═══ Exercise data ═══
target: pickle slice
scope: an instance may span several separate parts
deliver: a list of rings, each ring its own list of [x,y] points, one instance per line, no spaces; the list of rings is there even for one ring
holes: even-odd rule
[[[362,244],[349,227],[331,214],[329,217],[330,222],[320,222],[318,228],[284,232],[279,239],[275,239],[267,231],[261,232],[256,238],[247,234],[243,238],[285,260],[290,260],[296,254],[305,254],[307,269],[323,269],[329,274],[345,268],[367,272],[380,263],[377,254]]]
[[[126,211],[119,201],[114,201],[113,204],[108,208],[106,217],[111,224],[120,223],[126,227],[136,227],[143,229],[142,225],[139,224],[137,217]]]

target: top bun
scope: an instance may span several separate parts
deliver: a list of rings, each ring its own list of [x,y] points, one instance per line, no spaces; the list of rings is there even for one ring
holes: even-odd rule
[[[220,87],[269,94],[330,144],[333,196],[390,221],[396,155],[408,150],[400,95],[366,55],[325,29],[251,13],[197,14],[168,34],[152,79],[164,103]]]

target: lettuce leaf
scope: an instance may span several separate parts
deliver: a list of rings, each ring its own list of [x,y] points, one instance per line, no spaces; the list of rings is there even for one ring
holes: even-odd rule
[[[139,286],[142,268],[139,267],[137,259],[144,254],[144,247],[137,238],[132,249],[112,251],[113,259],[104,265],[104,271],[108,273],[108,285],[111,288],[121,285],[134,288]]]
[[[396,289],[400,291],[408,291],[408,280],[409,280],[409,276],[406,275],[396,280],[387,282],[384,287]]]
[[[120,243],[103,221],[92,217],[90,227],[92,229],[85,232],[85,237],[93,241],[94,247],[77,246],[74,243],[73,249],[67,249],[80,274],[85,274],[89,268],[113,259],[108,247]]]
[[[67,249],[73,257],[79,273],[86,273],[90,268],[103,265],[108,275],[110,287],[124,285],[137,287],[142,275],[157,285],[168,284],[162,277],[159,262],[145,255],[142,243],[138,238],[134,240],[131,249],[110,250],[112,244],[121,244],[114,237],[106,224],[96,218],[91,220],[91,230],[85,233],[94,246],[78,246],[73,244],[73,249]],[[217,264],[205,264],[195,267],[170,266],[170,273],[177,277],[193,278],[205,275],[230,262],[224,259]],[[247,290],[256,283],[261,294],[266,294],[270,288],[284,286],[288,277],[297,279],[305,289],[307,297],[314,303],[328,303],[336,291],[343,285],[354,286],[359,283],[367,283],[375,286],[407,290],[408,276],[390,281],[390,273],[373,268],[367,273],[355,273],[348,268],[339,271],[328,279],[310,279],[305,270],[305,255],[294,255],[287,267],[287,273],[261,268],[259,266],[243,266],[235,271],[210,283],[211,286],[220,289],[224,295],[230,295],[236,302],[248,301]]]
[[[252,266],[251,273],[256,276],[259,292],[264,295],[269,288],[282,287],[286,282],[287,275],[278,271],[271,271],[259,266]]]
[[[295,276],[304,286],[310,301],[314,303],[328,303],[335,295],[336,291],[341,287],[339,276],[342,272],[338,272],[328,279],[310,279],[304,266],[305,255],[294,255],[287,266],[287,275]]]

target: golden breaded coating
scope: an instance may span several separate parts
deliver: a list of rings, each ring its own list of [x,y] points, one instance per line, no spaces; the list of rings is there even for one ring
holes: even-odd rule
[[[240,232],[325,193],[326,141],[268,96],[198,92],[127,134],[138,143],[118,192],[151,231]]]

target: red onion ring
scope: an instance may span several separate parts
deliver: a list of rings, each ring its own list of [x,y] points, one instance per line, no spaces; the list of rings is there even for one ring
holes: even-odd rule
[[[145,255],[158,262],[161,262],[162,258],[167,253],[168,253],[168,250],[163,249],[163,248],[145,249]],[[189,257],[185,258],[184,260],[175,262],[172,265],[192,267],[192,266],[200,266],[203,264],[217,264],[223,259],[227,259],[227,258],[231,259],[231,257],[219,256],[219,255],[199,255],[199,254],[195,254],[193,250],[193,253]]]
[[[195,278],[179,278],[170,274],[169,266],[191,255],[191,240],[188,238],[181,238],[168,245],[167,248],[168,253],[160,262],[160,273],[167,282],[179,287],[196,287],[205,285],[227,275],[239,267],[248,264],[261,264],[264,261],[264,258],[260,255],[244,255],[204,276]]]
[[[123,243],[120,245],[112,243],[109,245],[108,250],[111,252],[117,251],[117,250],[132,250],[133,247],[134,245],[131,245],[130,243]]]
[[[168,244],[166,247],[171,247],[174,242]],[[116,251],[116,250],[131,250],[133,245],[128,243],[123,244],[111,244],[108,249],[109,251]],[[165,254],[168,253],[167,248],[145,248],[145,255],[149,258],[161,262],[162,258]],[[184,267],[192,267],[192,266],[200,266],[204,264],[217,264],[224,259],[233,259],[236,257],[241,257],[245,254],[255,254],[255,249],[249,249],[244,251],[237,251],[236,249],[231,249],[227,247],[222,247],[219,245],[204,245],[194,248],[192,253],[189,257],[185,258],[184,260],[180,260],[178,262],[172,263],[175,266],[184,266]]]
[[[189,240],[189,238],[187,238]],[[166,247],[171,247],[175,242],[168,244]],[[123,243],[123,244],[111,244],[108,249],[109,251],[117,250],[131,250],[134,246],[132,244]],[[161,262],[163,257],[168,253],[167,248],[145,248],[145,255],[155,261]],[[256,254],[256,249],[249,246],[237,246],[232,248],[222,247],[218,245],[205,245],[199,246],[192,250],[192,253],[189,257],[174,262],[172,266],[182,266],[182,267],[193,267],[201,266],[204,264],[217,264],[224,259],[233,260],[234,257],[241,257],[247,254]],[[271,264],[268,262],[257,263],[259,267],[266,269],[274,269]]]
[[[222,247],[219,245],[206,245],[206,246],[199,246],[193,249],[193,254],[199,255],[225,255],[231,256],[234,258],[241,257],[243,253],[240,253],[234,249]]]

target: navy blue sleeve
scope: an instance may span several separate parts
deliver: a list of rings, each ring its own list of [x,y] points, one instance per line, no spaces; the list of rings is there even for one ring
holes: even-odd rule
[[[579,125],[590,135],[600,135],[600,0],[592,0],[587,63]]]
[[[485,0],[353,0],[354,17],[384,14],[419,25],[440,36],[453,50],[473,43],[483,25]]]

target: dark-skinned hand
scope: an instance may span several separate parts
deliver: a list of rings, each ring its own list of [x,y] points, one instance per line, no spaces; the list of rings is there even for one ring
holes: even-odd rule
═══
**Work to complete:** Repeat what the records above say. Use their exact words.

**Expected answer:**
target: pickle slice
scope: an instance may span several separate parts
deliver: a list of rings, each ring its own list of [x,y] points, one instance per line, no spaces; the list of rings is there even for one ring
holes: even-odd rule
[[[362,244],[349,227],[331,214],[329,217],[330,222],[320,222],[318,228],[284,232],[279,239],[275,239],[267,231],[261,232],[256,238],[247,234],[243,238],[285,260],[290,260],[296,254],[305,254],[307,269],[323,269],[329,274],[345,268],[367,272],[380,263],[377,254]]]
[[[126,211],[119,201],[114,201],[113,204],[108,208],[106,217],[111,224],[120,223],[126,227],[136,227],[143,229],[142,225],[139,224],[137,217]]]

target: top bun
scope: an instance may span several separate parts
deliver: a list of rings, each ring its own list of [x,y] points, one instance per line, no spaces; the list of rings is there even for one ring
holes: even-odd rule
[[[220,87],[269,94],[330,144],[333,196],[390,221],[396,155],[408,150],[400,95],[366,55],[325,29],[251,13],[197,14],[168,34],[152,79],[164,103]]]

target: lettuce leaf
scope: an instance may span several separate parts
deliver: a list of rings, each ring its own list of [x,y] points, one instance per line, no spaces; the list of rings is there even for one ring
holes: even-odd rule
[[[139,286],[142,268],[139,267],[137,259],[144,254],[144,247],[137,238],[132,249],[112,251],[113,259],[104,265],[104,271],[108,273],[108,285],[111,288],[121,285],[134,288]]]
[[[396,289],[400,291],[408,291],[408,280],[409,280],[409,276],[406,275],[396,280],[387,282],[384,287]]]
[[[120,243],[103,221],[92,217],[90,227],[92,229],[85,232],[85,237],[93,241],[94,247],[77,246],[74,243],[73,249],[67,249],[80,274],[85,274],[89,268],[113,259],[108,247]]]
[[[67,249],[73,257],[79,273],[86,273],[90,268],[103,265],[108,275],[110,287],[124,285],[137,287],[142,275],[157,285],[168,284],[162,277],[159,262],[145,255],[142,243],[138,238],[134,240],[131,249],[110,250],[112,244],[121,244],[114,237],[106,224],[96,218],[91,220],[91,230],[85,233],[94,246],[78,246],[73,244],[73,249]],[[217,264],[205,264],[195,267],[170,266],[170,273],[177,277],[193,278],[205,275],[230,262],[224,259]],[[247,290],[256,283],[261,294],[266,294],[270,288],[284,286],[288,277],[297,279],[305,289],[307,297],[314,303],[328,303],[336,291],[343,285],[354,286],[359,283],[367,283],[375,286],[407,290],[408,276],[390,281],[390,273],[373,268],[367,273],[355,273],[348,268],[339,271],[328,279],[310,279],[305,270],[305,255],[294,255],[287,267],[287,273],[261,268],[259,266],[243,266],[235,271],[210,283],[211,286],[220,289],[224,295],[230,295],[236,302],[248,301]]]
[[[252,266],[251,273],[256,276],[259,292],[264,295],[269,288],[282,287],[286,282],[287,275],[278,271],[271,271],[259,266]]]
[[[295,276],[304,286],[310,301],[314,303],[328,303],[335,295],[336,291],[341,287],[339,276],[342,272],[338,272],[328,279],[310,279],[304,266],[305,255],[294,255],[287,266],[287,275]]]

target: golden breaded coating
scope: an instance may span several separate parts
deliver: a list of rings, each ring its own list of [x,y] points, one instance per line, no spaces; the list of rings is there even for one ring
holes: even-odd rule
[[[240,232],[325,193],[326,141],[268,96],[198,92],[127,134],[138,143],[118,192],[151,231]]]

target: red onion ring
scope: an instance may span several separate parts
deliver: a list of rings, each ring its own list of [x,y] points, one instance per line, no spaces; the list of rings is there even for one ring
holes: even-odd rule
[[[145,255],[158,262],[161,262],[162,258],[167,253],[168,253],[168,250],[163,249],[163,248],[145,249]],[[189,257],[185,258],[184,260],[175,262],[172,265],[192,267],[192,266],[200,266],[203,264],[217,264],[223,259],[227,259],[227,258],[231,259],[231,257],[219,256],[219,255],[199,255],[199,254],[195,254],[193,250],[193,253]]]
[[[195,278],[179,278],[170,274],[169,266],[191,255],[191,240],[188,238],[181,238],[168,245],[167,248],[168,253],[160,262],[160,273],[167,282],[179,287],[196,287],[205,285],[227,275],[239,267],[248,264],[261,264],[264,261],[264,258],[260,255],[244,255],[204,276]]]
[[[123,243],[120,245],[112,243],[109,245],[108,250],[111,252],[117,251],[117,250],[132,250],[133,247],[134,245],[131,245],[130,243]]]
[[[168,244],[166,247],[171,247],[174,242]],[[116,251],[116,250],[131,250],[133,245],[128,243],[123,244],[111,244],[108,249],[109,251]],[[165,254],[168,253],[167,248],[145,248],[145,255],[149,258],[161,262],[162,258]],[[184,267],[192,267],[192,266],[200,266],[204,264],[217,264],[224,259],[233,259],[236,257],[241,257],[245,254],[255,254],[255,249],[249,249],[244,251],[237,251],[236,249],[231,249],[227,247],[222,247],[219,245],[204,245],[194,248],[192,253],[189,257],[185,258],[184,260],[180,260],[178,262],[172,263],[175,266],[184,266]]]
[[[189,240],[189,238],[187,238]],[[166,247],[171,247],[175,242],[168,244]],[[123,243],[123,244],[111,244],[108,249],[109,251],[117,250],[131,250],[134,246],[132,244]],[[161,262],[163,257],[168,253],[167,248],[145,248],[145,255],[155,261]],[[256,254],[256,249],[249,246],[237,246],[232,248],[222,247],[218,245],[205,245],[199,246],[192,250],[192,253],[189,257],[174,262],[172,266],[182,266],[182,267],[193,267],[201,266],[204,264],[217,264],[224,259],[233,260],[234,257],[241,257],[247,254]],[[271,264],[268,262],[257,263],[259,267],[266,269],[274,269]]]
[[[222,247],[219,245],[206,245],[206,246],[199,246],[193,249],[193,254],[199,255],[225,255],[231,256],[234,258],[241,257],[243,253],[240,253],[234,249]]]

target: navy blue sleeve
scope: an instance may span several separate parts
deliver: a list of rings, each ring its own list of [x,y] points, one instance per line, no spaces; the list of rings is there even for one ring
holes: even-odd rule
[[[579,125],[590,135],[600,135],[600,0],[592,0],[587,63]]]
[[[485,0],[353,0],[354,17],[384,14],[419,25],[440,36],[453,50],[473,43],[483,25]]]

target: dark-skinned hand
scope: an instance may span several separate parts
deliver: a list of rings, each ring its own list of [x,y] points, one instance per line, no spaces; the list of rings is there even for one ring
holes: even-odd rule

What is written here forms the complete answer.